+++ TEXT ZUR DURCHSICHT +++

Der Gesetzgeber soll garantieren, dass den GKV-Kunden keine Vorteile für Fernbehandlungen gewährt werden, die den Hausarztverträgen zuwiderlaufen. Groß erscheint die Gefahr, dass Krankenkassen ihren Versicherten aufgeben, sich vor einem direkten Arzt-Kontakt einer Fernbehandlung zu unterziehen.
Die Angebote müssen für Patienten und Ärzte freiwillig bleiben und dürfen „nicht als Kostensparprogramm für Krankenkassen missverstanden werden“, betont Ulrich Weigeldt. Der Chef des Deutschen Hausärzteverbandes fordert Klarheit, „in welchen Fällen eine Fernbehandlung sinnvoll und möglich ist“. In der Hausarztpraxis werden ausschließliche Fernbehandlungen die Ausnahme bleiben, meint er.
Mit Vertretern von Ärzteorganisationen, der Selbstverwaltung und der Pflege will Bundesgesundheitsminister Jens Spahn übers Umsetzen der Liberalisierung sprechen.
Bislang war eine reine Fernbehandlung gemäß Muster-Berufsordnung grundsätzlich untersagt. Künftig entscheidet der Arzt „im Einzelfall“ selbst, ob eine Beratung oder Behandlung unter Beachtung der ärztlichen Sorgfaltspflicht ausschließlich per Telefon, Videoschalte, Chat etc. möglich ist. Der Patient ist über die Besonderheiten einer ausschließlichen Fernbehandlung aufzuklären.
Ärztekammern aufgerufen, ihre Berufsordnungen anzupassen
Es wird allerdings noch einige Zeit dauern, bis reine Fernbehandlungen angeboten werden können. Alle 17 Ärztekammern sind aufgerufen, ihre Berufsordnungen entsprechend anzupassen. Das betrifft auch die Kammern Baden-Württemberg und Schleswig-Holstein, die bereits Lockerungen beschlossen haben.

+++ GEGEBENE DATENSÄTZE +++

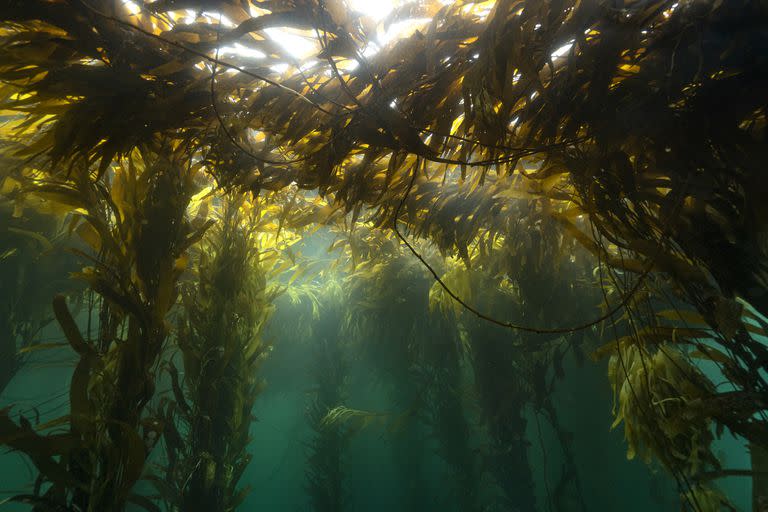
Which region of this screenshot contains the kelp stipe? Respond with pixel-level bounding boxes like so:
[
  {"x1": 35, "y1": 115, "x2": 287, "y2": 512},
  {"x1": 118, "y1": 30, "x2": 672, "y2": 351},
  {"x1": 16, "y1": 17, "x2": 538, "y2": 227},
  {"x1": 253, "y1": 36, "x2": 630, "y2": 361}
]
[
  {"x1": 3, "y1": 142, "x2": 207, "y2": 512},
  {"x1": 153, "y1": 196, "x2": 273, "y2": 512},
  {"x1": 304, "y1": 284, "x2": 350, "y2": 512}
]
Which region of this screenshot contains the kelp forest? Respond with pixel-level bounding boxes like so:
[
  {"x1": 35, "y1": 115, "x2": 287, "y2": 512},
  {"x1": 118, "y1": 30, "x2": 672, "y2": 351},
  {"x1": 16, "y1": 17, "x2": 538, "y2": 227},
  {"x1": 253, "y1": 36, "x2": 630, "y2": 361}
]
[{"x1": 0, "y1": 0, "x2": 768, "y2": 512}]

+++

* **AUFGABEN**
1: Schreiben Sie aus dem Text zur Fernbehandlung den Abschnitt von „Die Angebote müssen“ bis einschließlich „bleiben, meint er.“ wortgetreu ab.
2: Führen Sie den Text zur Fernbehandlung im Anschluss an seinen letzten Satz fort.

* **GELÖSTE AUFGABEN**
1:
Die Angebote müssen für Patienten und Ärzte freiwillig bleiben und dürfen „nicht als Kostensparprogramm für Krankenkassen missverstanden werden“, betont Ulrich Weigeldt. Der Chef des Deutschen Hausärzteverbandes fordert Klarheit, „in welchen Fällen eine Fernbehandlung sinnvoll und möglich ist“. In der Hausarztpraxis werden ausschließliche Fernbehandlungen die Ausnahme bleiben, meint er.

2:
Auch wenn die Fernbehandlung explizit auf „Einzelfälle“ bezogen wird und besonders auf dem Land Bedeutung erlangen könnte, öffnet sie zugleich ein großes Tor für die KVen: Eine Konsultation am Telefon oder per Videochat bei unbekannten Patienten gehört zu den KBV-Plänen für die ambulante (Notfall-)Versorgung. Die KBV will die Patienten in die geeignete Versorgungsebene leiten. Dazu soll die Rufnummer 116117 rund um die Uhr mit der Terminservicestelle der KV sowie den Portalpraxen an Krankenhäusern verbunden sein, kündigte KBV-Vize Dr. Stephan Hofmeister bei der Vertreterversammlung in Erfurt an. Dafür seien noch Änderungen im SGB V notwendig, um die Leistungen des Bereitschaftsdienstes auch während der Sprechstundenzeiten der Praxen sowie die Dauer-Freischaltung der 116117 inklusive ärztlicher Beratung zu erlauben.